** WORK ORDER **
Continue the market update on bond yields and the rupee from the point where it stops.

** TEXT UNDER STUDY **
In the bond markets, US treasury yields were range-bound during the month and rose post US Fed hawkish policy and likely earlier and faster tapering. The US 10 Yr Treasury bond yield closed the month at ~ 1.52% (August end: 1.3%, July end: 1.24%, June end: 1.45%, May end: 1.58% & April end: 1.65%). Dollar Index continued to appreciate albeit marginally for second consecutive month.
Back home, after depreciating in June-July, INR continued to appreciate for second consecutive month by ~1% in September to close the month at 74.13/US$ (August end: 73.15/US$).
After witnessing net outflows in July, there was robust net FPI inflows in August and September (~US$3.8 bn). September saw forex reserves decline a bit to US$639 bn by mid-month. YTD FY22 Forex reserves rose by US$63 bn.
Fixed Income Market Update
Yield Levels & Spreads:
G-sec yields eased for most part of the month on appreciating currency, robust FPI flows, range-bound US yields, lower than expected inflation print and thereby its implication on monetary policy normalisation and expectations of lower than budgeted 2H borrowing calendar. It, however, rose post US policy and especially after higher cut-offs in VRRRs, which was taken by the market as not just indicator of liquidity normalisation, but also as rate corridor normalisation signal. This was clearly reflected not just in overnight rates (higher daily fixing), but also across money market rate (higher Tbill cut-offs) as well as in bond market (higher Gsec cut-offs). Better than expected 2H gross borrowing supported the yields. The 10 Yr benchmark, which had been ~ 6.23-6.24% levels in August, eased sharply to 6.12% by September 2021, but it rose post US policy and higher VRRR cut-offs to close the month at 6.22%. Term premium (10 yr over 365 days) eased a bit to average ~ 253 bps (August: 259, July: 237, June: 223, May: 229, April: 235) on reduced steepness of yield curve.
While 10 yr SDL took cues from Gsec, yet closed month lower at 6.79% (August end: 6.88%, July end: 6.96%). SDL primary supply was bit low at Rs. 54,472 cr (August: Rs.60,650 cr). In fact, 2Q SDL supply was lower than calendar. The spread between 10 yr SDL over G-sec narrowed to 61 bps from average 71 bps in August.

** INFORMATION SHOWN **
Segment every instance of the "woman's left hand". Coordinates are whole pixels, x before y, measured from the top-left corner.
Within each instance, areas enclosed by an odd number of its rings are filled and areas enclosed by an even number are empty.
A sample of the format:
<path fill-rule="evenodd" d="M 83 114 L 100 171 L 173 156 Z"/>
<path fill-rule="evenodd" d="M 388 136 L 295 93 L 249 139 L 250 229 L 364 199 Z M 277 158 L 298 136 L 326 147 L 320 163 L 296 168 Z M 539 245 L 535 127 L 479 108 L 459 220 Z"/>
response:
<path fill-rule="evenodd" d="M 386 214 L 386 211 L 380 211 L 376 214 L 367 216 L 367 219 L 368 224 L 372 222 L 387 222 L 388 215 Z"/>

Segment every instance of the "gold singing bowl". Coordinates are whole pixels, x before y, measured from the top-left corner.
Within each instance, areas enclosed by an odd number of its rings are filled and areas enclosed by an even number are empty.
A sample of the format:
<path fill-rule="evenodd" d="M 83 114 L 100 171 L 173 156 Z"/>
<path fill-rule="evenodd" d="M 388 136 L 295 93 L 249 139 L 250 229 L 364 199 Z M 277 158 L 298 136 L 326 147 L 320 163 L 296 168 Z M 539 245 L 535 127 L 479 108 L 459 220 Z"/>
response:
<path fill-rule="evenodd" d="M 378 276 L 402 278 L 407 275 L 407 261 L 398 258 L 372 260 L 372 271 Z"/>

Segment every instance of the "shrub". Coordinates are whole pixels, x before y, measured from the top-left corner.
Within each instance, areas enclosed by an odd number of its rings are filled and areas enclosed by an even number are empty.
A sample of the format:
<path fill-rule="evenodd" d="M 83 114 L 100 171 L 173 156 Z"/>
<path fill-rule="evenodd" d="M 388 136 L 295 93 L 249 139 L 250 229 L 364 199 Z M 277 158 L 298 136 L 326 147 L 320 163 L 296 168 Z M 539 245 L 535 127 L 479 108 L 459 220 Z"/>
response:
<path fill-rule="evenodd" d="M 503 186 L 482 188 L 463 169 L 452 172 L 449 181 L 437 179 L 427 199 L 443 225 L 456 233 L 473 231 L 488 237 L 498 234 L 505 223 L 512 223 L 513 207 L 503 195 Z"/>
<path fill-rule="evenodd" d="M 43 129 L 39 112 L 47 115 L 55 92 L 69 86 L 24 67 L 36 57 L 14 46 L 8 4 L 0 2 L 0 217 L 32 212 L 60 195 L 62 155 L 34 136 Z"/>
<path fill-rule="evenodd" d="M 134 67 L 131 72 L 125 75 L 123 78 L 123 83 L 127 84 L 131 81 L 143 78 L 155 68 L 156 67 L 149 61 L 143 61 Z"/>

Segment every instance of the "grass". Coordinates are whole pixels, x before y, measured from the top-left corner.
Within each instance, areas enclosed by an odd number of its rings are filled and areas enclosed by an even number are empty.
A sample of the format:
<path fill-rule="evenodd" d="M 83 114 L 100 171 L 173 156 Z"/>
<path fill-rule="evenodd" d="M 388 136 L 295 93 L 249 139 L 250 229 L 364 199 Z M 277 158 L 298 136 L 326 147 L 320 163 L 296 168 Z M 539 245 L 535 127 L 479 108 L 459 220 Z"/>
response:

** TASK OUTPUT **
Bloomberg, RBI, CEIC, Finance Ministry of India, NIMF Research
- Pick-up in economic activities, rising crude and natural gas prices, implication of China factor (regulatory, growth, etc) is likely to have implication on global growth as well as on inflation outlook. This has already resulted in most emerging economies switching to path of normalisation, with advance economies likely to pick up cues sooner than expected. This along with domestic development (improving growth prospects) is likely to have implication on RBI’s monetary policy going forward. While the recent three inflation prints have come better than expected, the recent spike in crude prices, supply issues may have implication on inflation and growth trajectory.
- RBI has already embarked upon the path of Liquidity normalisation and higher cut-offs in recent VRRR (Variable Reverse Repo Rate) auctions indicates that RBI is likely to reduce rate corridor sooner than later. Overnight rates are already at reverse repo rate (trending below reverse repo rate post Covid-19 on the back of humungous liquidity). Similarly, T-bills and Gsec auction cut-offs have also come higher.
- Improved fiscal position of government (Centre & states) have resulted in lower gross borrowings, thereby reducing the fiscal drag. Fiscal deficit of Centre is likely to come lower than Budgeted.
- The current steepness in the yield curve along with the RBI policy makes the outlook constructive for most debt funds.